Please reproduce every one of the entries below word for word, from first to last, and leave the pictures out.

*SUPPLIED MATERIAL*

-- START --

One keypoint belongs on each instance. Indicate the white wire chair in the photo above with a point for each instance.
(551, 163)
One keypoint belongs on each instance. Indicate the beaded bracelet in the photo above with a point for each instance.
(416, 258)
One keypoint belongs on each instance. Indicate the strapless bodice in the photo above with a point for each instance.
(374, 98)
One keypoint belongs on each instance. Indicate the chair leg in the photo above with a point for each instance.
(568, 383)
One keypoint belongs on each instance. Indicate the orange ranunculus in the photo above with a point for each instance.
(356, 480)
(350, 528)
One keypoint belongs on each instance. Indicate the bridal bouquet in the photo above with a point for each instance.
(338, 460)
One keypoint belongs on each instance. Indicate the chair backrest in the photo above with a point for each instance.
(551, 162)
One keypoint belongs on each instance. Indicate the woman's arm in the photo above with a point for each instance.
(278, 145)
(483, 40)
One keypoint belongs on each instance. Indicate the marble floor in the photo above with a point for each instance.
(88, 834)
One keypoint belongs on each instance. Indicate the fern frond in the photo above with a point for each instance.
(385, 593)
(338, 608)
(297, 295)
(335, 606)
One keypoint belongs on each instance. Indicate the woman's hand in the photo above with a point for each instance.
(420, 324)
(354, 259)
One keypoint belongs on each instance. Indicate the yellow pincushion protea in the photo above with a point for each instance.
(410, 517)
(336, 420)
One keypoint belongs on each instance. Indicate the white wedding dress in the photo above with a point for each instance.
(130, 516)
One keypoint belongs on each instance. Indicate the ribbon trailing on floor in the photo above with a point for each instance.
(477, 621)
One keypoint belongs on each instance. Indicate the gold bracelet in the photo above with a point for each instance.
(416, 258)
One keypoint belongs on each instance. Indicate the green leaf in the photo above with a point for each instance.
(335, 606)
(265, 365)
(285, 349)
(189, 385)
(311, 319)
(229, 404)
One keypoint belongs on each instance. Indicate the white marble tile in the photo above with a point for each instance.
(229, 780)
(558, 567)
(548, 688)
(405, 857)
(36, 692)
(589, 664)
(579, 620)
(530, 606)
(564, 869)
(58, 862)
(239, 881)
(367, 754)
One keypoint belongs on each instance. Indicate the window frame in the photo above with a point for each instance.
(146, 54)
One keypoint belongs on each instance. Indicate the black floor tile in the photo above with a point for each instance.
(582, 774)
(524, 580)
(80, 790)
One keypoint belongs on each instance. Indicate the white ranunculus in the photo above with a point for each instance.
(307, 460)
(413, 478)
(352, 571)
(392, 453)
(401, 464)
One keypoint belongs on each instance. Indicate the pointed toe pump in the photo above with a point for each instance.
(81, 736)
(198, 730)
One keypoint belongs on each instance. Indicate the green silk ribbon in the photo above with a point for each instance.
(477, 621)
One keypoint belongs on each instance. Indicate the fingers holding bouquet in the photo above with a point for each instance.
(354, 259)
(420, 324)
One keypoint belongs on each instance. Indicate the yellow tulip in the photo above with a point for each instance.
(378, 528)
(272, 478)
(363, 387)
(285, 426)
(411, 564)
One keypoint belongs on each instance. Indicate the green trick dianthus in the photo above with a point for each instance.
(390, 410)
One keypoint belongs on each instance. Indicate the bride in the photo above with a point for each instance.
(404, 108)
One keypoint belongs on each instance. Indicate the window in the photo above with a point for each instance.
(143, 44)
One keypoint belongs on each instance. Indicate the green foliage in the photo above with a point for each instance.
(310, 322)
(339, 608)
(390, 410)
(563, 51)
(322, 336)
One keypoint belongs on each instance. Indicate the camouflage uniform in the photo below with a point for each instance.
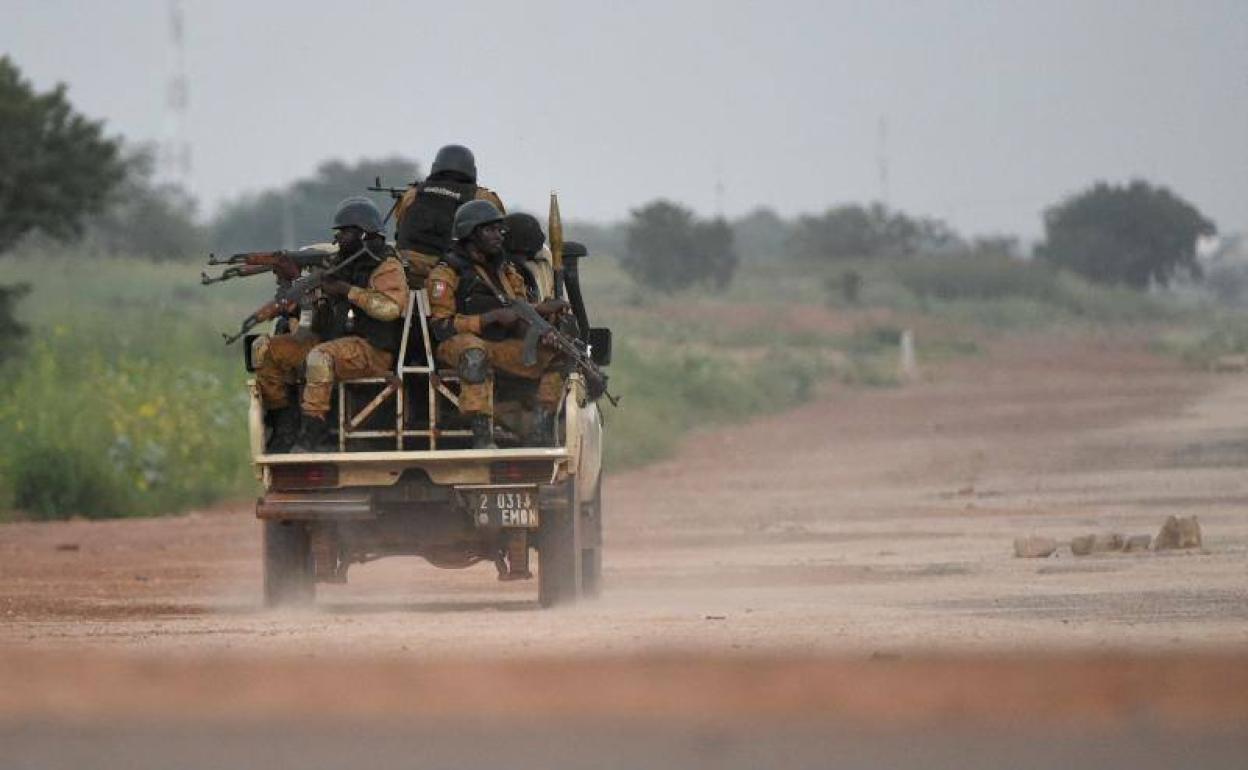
(367, 350)
(459, 292)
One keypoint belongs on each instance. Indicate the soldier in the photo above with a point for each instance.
(474, 330)
(361, 316)
(526, 247)
(426, 212)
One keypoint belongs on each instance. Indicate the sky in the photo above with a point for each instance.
(977, 112)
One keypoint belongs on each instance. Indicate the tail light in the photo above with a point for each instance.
(539, 472)
(302, 477)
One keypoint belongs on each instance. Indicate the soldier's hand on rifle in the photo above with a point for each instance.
(286, 268)
(503, 316)
(552, 307)
(335, 287)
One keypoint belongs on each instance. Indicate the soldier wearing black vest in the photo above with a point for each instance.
(477, 333)
(426, 212)
(360, 317)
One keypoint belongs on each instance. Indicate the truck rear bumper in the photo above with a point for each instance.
(337, 504)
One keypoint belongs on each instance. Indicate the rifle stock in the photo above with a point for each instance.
(288, 296)
(255, 262)
(574, 350)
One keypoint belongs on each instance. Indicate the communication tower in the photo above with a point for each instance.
(175, 151)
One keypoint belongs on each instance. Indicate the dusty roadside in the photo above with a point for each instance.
(843, 565)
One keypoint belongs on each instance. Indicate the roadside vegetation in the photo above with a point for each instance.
(119, 398)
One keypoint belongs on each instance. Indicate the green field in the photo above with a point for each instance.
(127, 403)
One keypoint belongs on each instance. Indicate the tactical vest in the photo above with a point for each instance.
(473, 295)
(426, 226)
(347, 320)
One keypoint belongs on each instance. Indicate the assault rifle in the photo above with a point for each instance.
(574, 350)
(288, 296)
(394, 192)
(255, 262)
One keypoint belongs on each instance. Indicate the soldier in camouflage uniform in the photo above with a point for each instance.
(355, 332)
(477, 333)
(426, 212)
(526, 247)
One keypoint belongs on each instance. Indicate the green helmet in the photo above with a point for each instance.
(454, 157)
(523, 233)
(358, 211)
(473, 215)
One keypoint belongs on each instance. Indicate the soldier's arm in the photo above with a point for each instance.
(444, 322)
(486, 194)
(386, 296)
(516, 285)
(401, 209)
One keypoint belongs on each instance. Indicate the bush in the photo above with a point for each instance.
(670, 250)
(124, 427)
(1133, 235)
(977, 276)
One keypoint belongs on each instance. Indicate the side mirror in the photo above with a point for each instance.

-- END --

*OUTPUT FOR THIS EXERCISE*
One keypoint belongs on each instance. Indicate the white wire chair in the photo above with a point for each instance.
(551, 163)
One keypoint belongs on each instance. Indicate the beaded bracelet in the photo above with a point for each instance.
(416, 258)
One keypoint belongs on each instance. Indicate the strapless bodice in the photo above with a point for each instance.
(374, 98)
One keypoint belongs on each instance. Indicate the chair leg in the photo above with a point for each instance.
(568, 383)
One keypoint belongs on each instance. Indicate the orange ranunculus in the photo above with a point for each instance.
(356, 480)
(350, 528)
One keypoint belongs on each instance. Indicate the bridal bouquet in the photo above with a point for each instance.
(338, 460)
One keypoint belongs on each instance. Indicate the chair backrest in the photo above with a point for each instance.
(551, 162)
One keypoint belongs on each instance. Indicate the woman's arm in the photo above with a point for each instance.
(278, 145)
(483, 40)
One keypoint belongs on each instance. Indicate the marble floor in the photo above with a point for each instance.
(88, 834)
One keypoint belongs on each instance. Indicate the fern frond in the photo above with a point for each instance.
(385, 593)
(338, 608)
(297, 295)
(335, 606)
One keypoint belongs on each instance. Indicate the woman's hand in the photo above with a point for each instance.
(420, 324)
(354, 259)
One keypoint belongs on each instance. Indicate the yellow pincushion protea in the photo above with a point for each instance.
(410, 517)
(336, 420)
One keypoint belongs on each instance. Indicate the white wedding dress in the photo above with a point for each instance.
(130, 516)
One keypoint belongs on each instance. Indicate the ribbon trailing on floor in the photo above with a point for each instance.
(477, 621)
One keypoint belongs on each instance. Indicate the gold bracelet in the photo above with a point for each instance.
(416, 258)
One keypoint belongs on each instance. Indicate the green leaf in the photo above with a point for each instance.
(335, 606)
(265, 365)
(285, 349)
(189, 385)
(311, 319)
(229, 404)
One keypoint belongs on each instance. Indicate the white marble tile in the photo above with a point for each instance.
(229, 780)
(558, 567)
(548, 688)
(405, 857)
(36, 692)
(589, 664)
(579, 620)
(530, 606)
(564, 869)
(58, 862)
(239, 881)
(367, 754)
One keypoint belongs on each instance. Indicate the window frame in the photo above with a point for each instance.
(146, 54)
One keypoint belongs on each instance. Indicate the black floor tile in the photo above with a point for each instance.
(582, 774)
(524, 580)
(80, 790)
One keypoint belongs on each instance. Indicate the white ranunculus in the photo above with a point for each instance.
(307, 460)
(413, 478)
(352, 571)
(392, 453)
(401, 464)
One keypoint belongs on each instance. Indicate the pointed toe pump in the photo above with a point for each instance.
(81, 736)
(198, 730)
One keypoint belongs on each instance. Indicate the green silk ribbon in the photo above with a point for each instance.
(477, 621)
One keypoint belongs on each instance. Indicate the fingers holding bouquet in the photo above with a point for each instance.
(354, 259)
(420, 324)
One keypoint belongs on each instance. Indicate the yellow tulip in the photo above with a point for each instance.
(378, 528)
(272, 478)
(363, 387)
(285, 426)
(411, 564)
One keypoint belongs on each instance. Indicate the green trick dianthus in the photo above with a point for each instance.
(390, 410)
One keypoint belongs on each instance. Indicate the bride in the photo above with a point for each instance.
(404, 108)
One keypoint belongs on each instance. Indicate the window in the photo above with a point for each instance.
(143, 44)
One keypoint belongs on each instance. Indicate the green foliage in the photo above with a point for each instance.
(310, 322)
(339, 608)
(390, 410)
(563, 51)
(322, 336)
One keypoint belongs on each instance. Indicate the camouflage uniform in the photo below with a point for each instance.
(367, 350)
(459, 292)
One keypoint belongs on each instance. Indicate the soldier in the photo above with a point for each instance.
(474, 330)
(361, 316)
(526, 247)
(426, 212)
One keypoint belongs on each instance. Indicate the sky in the photo above with a point for each instance.
(977, 112)
One keypoint belongs on each instance. Indicate the tail light in the photo above with a point for each instance.
(539, 472)
(302, 477)
One keypoint belongs on each instance. Indicate the soldier's hand on rifle in the photo above with a point for each instance.
(286, 268)
(503, 316)
(552, 307)
(335, 287)
One keypoint belongs on each instance. Indicate the soldier wearing black vest in the photo above with a point for each instance.
(477, 333)
(426, 212)
(360, 317)
One keypoint belongs on each instance. Indicate the truck rear bumper in the photo above with a point for each instance.
(337, 504)
One keypoint belongs on each instance. Indicate the rifle stock in the photo above with a point for each instance.
(288, 296)
(255, 262)
(574, 350)
One keypoint belongs on each instance. Indicate the communication tower in the photo above with a point for each instance.
(175, 151)
One keypoint belongs on each instance. Indicate the dusty roadside in the photo above with a point for each instance.
(843, 565)
One keypoint belongs on each instance. Indicate the roadside vegetation in the photo above with a point for each instance.
(119, 398)
One keypoint belongs on each instance. Indicate the green field in the photo above with a point for each instance.
(127, 403)
One keypoint belongs on each instance. Indicate the tactical vest in the photo above with a point for each instance.
(473, 295)
(426, 226)
(347, 320)
One keypoint belongs on each instance. Indicate the assault rifle in the photo above with a point for each instance.
(574, 350)
(288, 296)
(394, 192)
(255, 262)
One keypoint belongs on each instance. Indicate the soldier in camouflage uniform in the photo above with a point for each instance.
(355, 332)
(477, 333)
(426, 212)
(526, 247)
One keypoint belongs on each instance. Indicate the green helmet in the photo above with a point for each instance.
(454, 157)
(523, 233)
(358, 211)
(473, 215)
One keypoint belongs on each instance. Indicate the soldier's arm in the photo above with a point for each instance.
(444, 322)
(486, 194)
(386, 296)
(516, 285)
(401, 209)
One keypoint belongs on each instance. Indicate the bush in the photo above with a point for each instance.
(670, 250)
(124, 427)
(1133, 235)
(977, 276)
One keypoint belongs on each instance. Indicate the side mirror in the photo above with a point for each instance.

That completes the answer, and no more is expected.